• _WHAT TO PRODUCE_
Turn each line of the data below into an entry in a numbered list, leaving out any blank lines.

• _Items from a labeling collection_
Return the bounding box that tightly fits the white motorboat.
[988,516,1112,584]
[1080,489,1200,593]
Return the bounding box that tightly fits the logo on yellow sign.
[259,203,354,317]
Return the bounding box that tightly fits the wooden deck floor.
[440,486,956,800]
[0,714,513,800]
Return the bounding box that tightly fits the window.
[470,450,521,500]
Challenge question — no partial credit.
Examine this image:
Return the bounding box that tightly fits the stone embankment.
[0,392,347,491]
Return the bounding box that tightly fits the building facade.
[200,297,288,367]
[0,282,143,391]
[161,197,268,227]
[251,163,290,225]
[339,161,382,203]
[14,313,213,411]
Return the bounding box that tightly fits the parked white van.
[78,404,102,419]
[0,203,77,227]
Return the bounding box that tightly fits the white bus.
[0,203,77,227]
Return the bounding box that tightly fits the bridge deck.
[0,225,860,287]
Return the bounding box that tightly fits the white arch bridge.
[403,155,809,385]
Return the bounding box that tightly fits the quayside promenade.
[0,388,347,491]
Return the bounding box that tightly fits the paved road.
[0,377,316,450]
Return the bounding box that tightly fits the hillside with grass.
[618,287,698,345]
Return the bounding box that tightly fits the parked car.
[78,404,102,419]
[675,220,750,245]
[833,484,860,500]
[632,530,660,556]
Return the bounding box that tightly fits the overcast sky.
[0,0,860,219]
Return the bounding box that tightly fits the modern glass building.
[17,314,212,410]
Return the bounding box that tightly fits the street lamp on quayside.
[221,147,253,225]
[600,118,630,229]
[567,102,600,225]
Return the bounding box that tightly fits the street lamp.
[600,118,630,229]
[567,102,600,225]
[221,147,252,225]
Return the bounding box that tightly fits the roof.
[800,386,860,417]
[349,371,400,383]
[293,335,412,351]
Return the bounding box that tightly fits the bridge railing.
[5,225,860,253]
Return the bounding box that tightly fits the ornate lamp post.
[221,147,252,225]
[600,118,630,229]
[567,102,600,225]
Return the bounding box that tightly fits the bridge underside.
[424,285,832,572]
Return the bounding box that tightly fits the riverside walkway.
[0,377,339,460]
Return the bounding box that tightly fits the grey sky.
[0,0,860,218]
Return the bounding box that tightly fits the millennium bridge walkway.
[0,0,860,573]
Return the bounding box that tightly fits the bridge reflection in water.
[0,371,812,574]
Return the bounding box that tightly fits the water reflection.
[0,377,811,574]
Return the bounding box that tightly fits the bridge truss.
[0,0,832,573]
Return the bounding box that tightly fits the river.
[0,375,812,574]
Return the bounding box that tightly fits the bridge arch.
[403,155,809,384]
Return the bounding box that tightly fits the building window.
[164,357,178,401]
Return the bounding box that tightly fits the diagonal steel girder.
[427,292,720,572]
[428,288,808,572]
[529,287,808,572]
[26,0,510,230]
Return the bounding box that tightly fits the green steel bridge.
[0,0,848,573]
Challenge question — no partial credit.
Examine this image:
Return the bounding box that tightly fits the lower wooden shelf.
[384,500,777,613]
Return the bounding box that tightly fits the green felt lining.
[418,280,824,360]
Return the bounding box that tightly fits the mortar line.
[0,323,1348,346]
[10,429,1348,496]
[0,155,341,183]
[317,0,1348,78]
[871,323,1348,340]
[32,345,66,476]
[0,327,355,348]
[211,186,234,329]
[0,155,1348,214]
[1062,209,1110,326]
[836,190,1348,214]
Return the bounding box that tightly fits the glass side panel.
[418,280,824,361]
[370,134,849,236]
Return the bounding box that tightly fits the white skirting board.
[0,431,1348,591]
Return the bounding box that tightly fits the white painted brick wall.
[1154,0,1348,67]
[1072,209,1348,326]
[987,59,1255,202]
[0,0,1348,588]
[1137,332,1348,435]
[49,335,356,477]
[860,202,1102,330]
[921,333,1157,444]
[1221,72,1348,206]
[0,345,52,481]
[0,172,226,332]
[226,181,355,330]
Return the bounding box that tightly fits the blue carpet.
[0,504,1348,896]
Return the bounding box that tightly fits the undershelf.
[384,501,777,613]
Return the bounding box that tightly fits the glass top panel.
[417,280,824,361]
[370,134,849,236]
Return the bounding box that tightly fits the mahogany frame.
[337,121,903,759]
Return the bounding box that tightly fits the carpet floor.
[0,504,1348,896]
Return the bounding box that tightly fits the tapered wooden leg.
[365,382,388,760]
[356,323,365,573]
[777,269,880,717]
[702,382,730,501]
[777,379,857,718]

• _FULL SOLUTION_
1. Return the bounding box that tightly fits the white motorboat.
2. [988,516,1112,584]
3. [1080,489,1200,593]
4. Return the bounding box that tightly fits the logo on yellow sign.
5. [259,203,354,317]
6. Return the bounding box that tightly fits the wooden deck floor.
7. [440,486,956,800]
8. [0,714,513,800]
9. Return the bounding box that tightly fits the window.
10. [470,450,521,500]
11. Challenge question — no partial credit.
12. Examine this image:
13. Return the bounding box that tightly fits the stone embankment.
14. [0,392,347,491]
15. Return the bounding box that tightly fits the building facade.
16. [200,297,288,367]
17. [0,282,143,391]
18. [161,197,268,227]
19. [251,163,290,225]
20. [339,161,382,203]
21. [14,313,213,411]
22. Return the bounding box that tightly fits the parked white van.
23. [78,404,102,419]
24. [0,203,77,227]
25. Return the bounding box that tightly fits the white bus.
26. [0,203,77,227]
27. Return the bounding box that tightly fits the bridge deck.
28. [0,225,860,287]
29. Return the bounding box that tightly fits the white arch bridge.
30. [403,155,809,385]
31. Return the bounding box that tightly fits the quayside promenade.
32. [0,388,347,491]
33. Return the bounding box that tightly fits the paved road.
34. [0,377,316,450]
35. Return the bounding box that tightly fits the hillside with grass.
36. [618,287,698,345]
37. Return the bounding box that tightly fits the parked car.
38. [78,404,102,419]
39. [675,220,750,245]
40. [833,484,860,500]
41. [632,530,660,556]
42. Return the bounding box that tightly fits the overcast sky.
43. [0,0,860,219]
44. Return the bounding box that tightly fits the modern glass building.
45. [17,314,212,410]
46. Return the bounding box that tightly fits the street lamp on quayside.
47. [221,147,253,225]
48. [600,118,630,229]
49. [567,102,600,225]
50. Return the bounding box that tightly fits the street lamp.
51. [600,118,630,229]
52. [567,102,600,225]
53. [221,147,252,225]
54. Return the bounding box that tightly fits the roof.
55. [800,386,860,417]
56. [349,371,400,383]
57. [293,335,412,351]
58. Return the bounding box that tightly fits the bridge railing.
59. [5,225,860,253]
60. Return the bounding box that tightly fits the ornate lamp post.
61. [221,147,252,225]
62. [600,118,630,229]
63. [567,102,600,225]
64. Return the bounding box that tightly fits the bridge underside.
65. [424,285,832,572]
66. Return the bounding box that tightly fits the riverside walkway.
67. [0,377,339,460]
68. Return the bounding box that tightly fits the grey sky.
69. [0,0,860,218]
70. Return the bounding box that tightly fits the millennium bridge walkway.
71. [0,0,860,573]
72. Return the bounding box that tightly fits the bridge reflection in water.
73. [0,371,812,574]
74. Return the bounding box that tightly fits the water reflection.
75. [0,377,811,574]
76. Return the bounding box that tightly fits the bridge truss.
77. [0,0,832,573]
78. Return the bounding box that tightly fits the river.
79. [0,375,812,574]
80. Return the bounding box that tightly fits the bridge arch.
81. [403,155,809,384]
82. Return the bounding box that tightly fits the building window.
83. [164,357,178,401]
84. Return the bounding box that tightly fits the diagonal steel girder.
85. [427,292,720,572]
86. [428,288,808,572]
87. [529,287,808,572]
88. [26,0,510,230]
89. Return the bounding box that tightly fits the green steel bridge.
90. [0,0,848,573]
91. Challenge question — no partial credit.
92. Examine this image:
93. Return the bounding box that tightly fits the lower wooden shelf.
94. [384,500,777,613]
95. Return the bounding box that tightly fits the green felt lining.
96. [418,280,824,360]
97. Return the bounding box that tightly fits the mortar line.
98. [0,323,1348,346]
99. [10,429,1348,496]
100. [0,155,341,183]
101. [317,0,1348,78]
102. [871,323,1348,340]
103. [32,345,66,476]
104. [0,327,355,348]
105. [211,186,234,329]
106. [0,155,1348,214]
107. [1062,209,1110,326]
108. [836,190,1348,214]
109. Return the bounding box that tightly fits the glass side panel.
110. [418,280,824,361]
111. [370,134,849,236]
112. Return the bounding box that tightly fits the white skirting board.
113. [0,431,1348,591]
114. Return the bounding box that tightly fits the white painted brick wall.
115. [1154,0,1348,67]
116. [1072,209,1348,326]
117. [987,59,1255,202]
118. [0,0,1348,588]
119. [1137,332,1348,435]
120. [49,335,356,477]
121. [860,202,1102,330]
122. [921,333,1157,444]
123. [1221,72,1348,206]
124. [0,345,52,481]
125. [0,172,226,332]
126. [226,181,355,330]
127. Return the bounding box that tightly fits the blue carpet.
128. [0,504,1348,896]
129. Return the bounding box that tightly fits the undershelf.
130. [384,501,777,613]
131. Return the bounding box that tightly fits the glass top panel.
132. [417,280,824,361]
133. [370,134,849,236]
134. Return the bounding box that tightly fits the mahogany frame.
135. [337,121,903,759]
136. Return the bounding box that tightly fits the carpet floor.
137. [0,504,1348,896]
138. Return the bounding box that tightly fits the tapered wooden leg.
139. [365,382,388,760]
140. [356,323,365,573]
141. [777,269,880,717]
142. [702,382,730,501]
143. [777,379,857,718]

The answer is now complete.